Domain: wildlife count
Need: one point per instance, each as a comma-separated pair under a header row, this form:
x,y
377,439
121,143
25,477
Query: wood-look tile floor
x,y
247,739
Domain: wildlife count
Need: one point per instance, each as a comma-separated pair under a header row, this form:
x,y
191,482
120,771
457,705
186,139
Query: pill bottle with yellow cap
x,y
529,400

• **REQUIRED WORK**
Can you update the records above so that every "wildlife count" reads "object count" and everything else stays the same?

• **RESULT BELOW**
Domain: object count
Need: one point per instance, each as a comma-separated pair under a header row, this form:
x,y
377,439
121,143
25,477
Query: wood-look tile floor
x,y
247,739
Domain: object count
Need: one point per instance, each as a comma-separated pair under a header row, this form:
x,y
191,482
120,771
457,705
186,139
Query: pill bottle with yellow cap
x,y
529,400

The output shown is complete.